-- start of Quoted text --

# Ideas for Open Gable Porch Help



## Canmannc (Jul 9, 2015)

Getting ready to start this remodel adding an open gable (no ceiling) porch roof and remove carport and add garage. Customer wants an Open Gable Porch roof. My question concerns the open ceiling/gable porch. It will be 20' wide and 6' out from house. 

What's best way to sheet roof to avoid roofing nails protruding/visible? How do you deal with the collar ties being exposed? We are on the coast in NC so all framing fasteners and rafter ties will be 316 Stainless exposed. 

I attached one pic of house front and one pic of the porch roof they want. Appreciate any ideas you folks may have. Thanks.


----------



## Shullcon (Mar 8, 2017)

Shouldn't need any collar ties for that if you support your ridge board as a beam. Besides that, Your left and right beams will both be tied together at the front and back on a 6 ft span. No collar ties.

As far as the underside of the roof goes, I would put some 1x2 on either side of the rafters tight against the sheathing and put some bead board or lap board underneath between the rafters.


----------



## Tom M (Jan 3, 2007)

Lay sleepers over T&G then sheathe. Create a vent.
Or 5/4 T&G, or sheathe as normal the install cleats in-between rafters to attach finished ceiling material.

Just a few thoughts


----------



## Shullcon (Mar 8, 2017)

Just a note- 20' wide seems a little overbearing for house that size.... but it's not my house.


----------



## NJGC (Apr 5, 2014)

IMO an open gable porch on that house will not look near as good as the one in the pic. The house you will be working on has to low a slope roof IMO to attempt that look. 

Talk them into popping the top on the whole house and putting a steeper roof on that bad boy. It will look way better.

-- end of Quoted text --
-- start of Records supplied --

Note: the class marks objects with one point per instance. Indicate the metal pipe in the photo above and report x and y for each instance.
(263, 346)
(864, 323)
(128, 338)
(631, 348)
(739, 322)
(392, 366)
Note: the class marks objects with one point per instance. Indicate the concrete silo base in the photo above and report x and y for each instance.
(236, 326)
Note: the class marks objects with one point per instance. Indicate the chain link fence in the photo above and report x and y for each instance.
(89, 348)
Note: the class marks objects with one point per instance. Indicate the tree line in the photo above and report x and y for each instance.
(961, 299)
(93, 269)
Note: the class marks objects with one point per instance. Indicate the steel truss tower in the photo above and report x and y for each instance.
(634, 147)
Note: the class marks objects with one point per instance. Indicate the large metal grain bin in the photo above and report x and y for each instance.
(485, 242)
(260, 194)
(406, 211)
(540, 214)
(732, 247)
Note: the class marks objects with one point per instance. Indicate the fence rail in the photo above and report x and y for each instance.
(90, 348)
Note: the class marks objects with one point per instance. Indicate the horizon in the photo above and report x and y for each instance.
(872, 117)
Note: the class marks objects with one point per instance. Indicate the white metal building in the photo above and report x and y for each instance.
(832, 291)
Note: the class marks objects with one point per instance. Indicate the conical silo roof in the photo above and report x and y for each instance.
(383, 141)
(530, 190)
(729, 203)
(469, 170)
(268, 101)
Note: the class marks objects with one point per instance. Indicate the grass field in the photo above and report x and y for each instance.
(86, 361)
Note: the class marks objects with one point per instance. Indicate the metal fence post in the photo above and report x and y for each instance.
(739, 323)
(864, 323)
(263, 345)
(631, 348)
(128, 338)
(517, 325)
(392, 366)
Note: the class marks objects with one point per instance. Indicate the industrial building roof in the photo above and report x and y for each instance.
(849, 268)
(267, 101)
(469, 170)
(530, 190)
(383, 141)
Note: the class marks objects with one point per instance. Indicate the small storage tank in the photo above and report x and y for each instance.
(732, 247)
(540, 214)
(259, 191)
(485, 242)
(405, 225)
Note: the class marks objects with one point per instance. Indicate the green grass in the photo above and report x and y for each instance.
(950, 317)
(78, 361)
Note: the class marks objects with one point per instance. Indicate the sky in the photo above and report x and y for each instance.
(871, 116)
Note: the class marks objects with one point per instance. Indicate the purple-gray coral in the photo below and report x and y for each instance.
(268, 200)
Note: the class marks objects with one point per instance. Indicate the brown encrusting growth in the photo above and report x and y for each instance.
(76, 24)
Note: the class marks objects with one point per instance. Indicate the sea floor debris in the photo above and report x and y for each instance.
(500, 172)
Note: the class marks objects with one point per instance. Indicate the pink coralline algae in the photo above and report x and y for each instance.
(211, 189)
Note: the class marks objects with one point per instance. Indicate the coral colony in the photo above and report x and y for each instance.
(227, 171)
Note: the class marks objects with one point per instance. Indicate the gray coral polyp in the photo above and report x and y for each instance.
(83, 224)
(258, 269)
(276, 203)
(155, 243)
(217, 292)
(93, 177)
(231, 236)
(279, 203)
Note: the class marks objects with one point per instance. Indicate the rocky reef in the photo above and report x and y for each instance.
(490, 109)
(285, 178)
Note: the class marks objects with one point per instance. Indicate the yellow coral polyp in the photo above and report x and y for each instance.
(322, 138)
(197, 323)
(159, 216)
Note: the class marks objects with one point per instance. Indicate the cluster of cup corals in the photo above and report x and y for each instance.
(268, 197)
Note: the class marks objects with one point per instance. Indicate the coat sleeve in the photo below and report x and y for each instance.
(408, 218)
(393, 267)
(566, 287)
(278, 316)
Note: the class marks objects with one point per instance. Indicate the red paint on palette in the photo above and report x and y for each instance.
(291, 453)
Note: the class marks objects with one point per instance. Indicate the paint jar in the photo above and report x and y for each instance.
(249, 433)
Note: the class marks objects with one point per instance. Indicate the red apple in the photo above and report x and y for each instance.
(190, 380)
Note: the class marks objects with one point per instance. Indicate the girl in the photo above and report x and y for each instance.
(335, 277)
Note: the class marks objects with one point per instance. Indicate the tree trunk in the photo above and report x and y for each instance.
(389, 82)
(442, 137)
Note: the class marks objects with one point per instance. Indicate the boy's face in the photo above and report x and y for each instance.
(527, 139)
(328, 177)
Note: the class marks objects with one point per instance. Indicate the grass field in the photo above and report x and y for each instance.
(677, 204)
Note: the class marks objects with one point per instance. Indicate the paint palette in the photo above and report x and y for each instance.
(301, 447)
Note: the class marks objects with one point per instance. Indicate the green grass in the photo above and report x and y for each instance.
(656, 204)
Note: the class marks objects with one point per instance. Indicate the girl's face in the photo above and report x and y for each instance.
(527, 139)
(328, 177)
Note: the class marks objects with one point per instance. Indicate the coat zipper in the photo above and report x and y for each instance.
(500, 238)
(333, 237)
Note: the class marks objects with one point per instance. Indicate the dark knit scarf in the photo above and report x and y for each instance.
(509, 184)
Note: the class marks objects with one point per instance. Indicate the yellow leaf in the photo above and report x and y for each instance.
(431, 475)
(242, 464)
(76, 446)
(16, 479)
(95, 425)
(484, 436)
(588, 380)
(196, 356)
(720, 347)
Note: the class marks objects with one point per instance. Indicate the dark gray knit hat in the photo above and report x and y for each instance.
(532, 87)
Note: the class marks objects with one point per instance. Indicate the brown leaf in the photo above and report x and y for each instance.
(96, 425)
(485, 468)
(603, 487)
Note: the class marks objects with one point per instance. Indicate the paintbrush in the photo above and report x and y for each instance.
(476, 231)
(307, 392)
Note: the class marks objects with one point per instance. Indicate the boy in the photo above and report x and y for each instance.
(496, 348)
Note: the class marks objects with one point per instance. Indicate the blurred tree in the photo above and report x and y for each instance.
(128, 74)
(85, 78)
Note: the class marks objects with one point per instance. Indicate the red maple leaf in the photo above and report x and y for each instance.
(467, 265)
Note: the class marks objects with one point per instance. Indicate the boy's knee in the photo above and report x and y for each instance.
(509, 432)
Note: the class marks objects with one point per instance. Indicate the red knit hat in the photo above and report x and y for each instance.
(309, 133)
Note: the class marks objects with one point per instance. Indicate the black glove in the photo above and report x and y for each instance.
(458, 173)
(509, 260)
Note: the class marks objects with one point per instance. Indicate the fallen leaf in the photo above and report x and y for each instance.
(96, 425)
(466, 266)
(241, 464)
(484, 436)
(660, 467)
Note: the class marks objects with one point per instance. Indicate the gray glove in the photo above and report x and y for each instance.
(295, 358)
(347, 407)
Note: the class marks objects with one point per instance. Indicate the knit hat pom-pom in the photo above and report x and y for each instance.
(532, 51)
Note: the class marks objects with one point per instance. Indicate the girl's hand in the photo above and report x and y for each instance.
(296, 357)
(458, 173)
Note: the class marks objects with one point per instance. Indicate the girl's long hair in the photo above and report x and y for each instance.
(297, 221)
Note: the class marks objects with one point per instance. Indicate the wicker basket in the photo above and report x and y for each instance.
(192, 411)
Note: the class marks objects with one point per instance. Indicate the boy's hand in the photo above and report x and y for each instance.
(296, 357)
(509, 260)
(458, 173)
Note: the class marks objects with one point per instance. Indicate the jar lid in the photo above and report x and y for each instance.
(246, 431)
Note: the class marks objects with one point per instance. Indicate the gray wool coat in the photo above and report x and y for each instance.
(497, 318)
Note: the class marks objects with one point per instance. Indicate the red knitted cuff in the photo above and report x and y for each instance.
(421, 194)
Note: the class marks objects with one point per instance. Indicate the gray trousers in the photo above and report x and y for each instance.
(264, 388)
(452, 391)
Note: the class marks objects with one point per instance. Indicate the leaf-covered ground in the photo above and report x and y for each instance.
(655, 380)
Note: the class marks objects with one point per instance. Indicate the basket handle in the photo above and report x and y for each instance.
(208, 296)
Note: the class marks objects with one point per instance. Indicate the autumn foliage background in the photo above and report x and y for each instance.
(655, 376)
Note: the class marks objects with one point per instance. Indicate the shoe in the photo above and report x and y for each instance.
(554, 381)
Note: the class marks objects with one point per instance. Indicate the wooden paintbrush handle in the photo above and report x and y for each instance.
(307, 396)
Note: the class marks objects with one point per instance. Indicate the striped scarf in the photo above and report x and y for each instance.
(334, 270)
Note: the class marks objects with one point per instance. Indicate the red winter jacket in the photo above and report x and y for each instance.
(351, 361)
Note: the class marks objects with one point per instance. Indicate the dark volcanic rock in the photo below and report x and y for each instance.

-- end of Records supplied --

Given exercise A: In the porch thread, why does Shullcon say the open gable porch won't need collar ties? Answer in one to three sentences.
Given exercise B: According to the porch thread, what material will be used for the exposed framing fasteners and rafter ties?
Given exercise C: Quote the porch thread, the stretch from "What's best way" through "between the rafters.".

Finished answer A: Shullcon says the ridge board can be supported as a beam. The left and right beams will also be tied together at the front and back on a 6 ft span, so collar ties aren't needed.

Finished answer B: 316 stainless.

Finished answer C:
What's best way to sheet roof to avoid roofing nails protruding/visible? How do you deal with the collar ties being exposed? We are on the coast in NC so all framing fasteners and rafter ties will be 316 Stainless exposed. 

I attached one pic of house front and one pic of the porch roof they want. Appreciate any ideas you folks may have. Thanks.


----------



## Shullcon (Mar 8, 2017)

Shouldn't need any collar ties for that if you support your ridge board as a beam. Besides that, Your left and right beams will both be tied together at the front and back on a 6 ft span. No collar ties.

As far as the underside of the roof goes, I would put some 1x2 on either side of the rafters tight against the sheathing and put some bead board or lap board underneath between the rafters.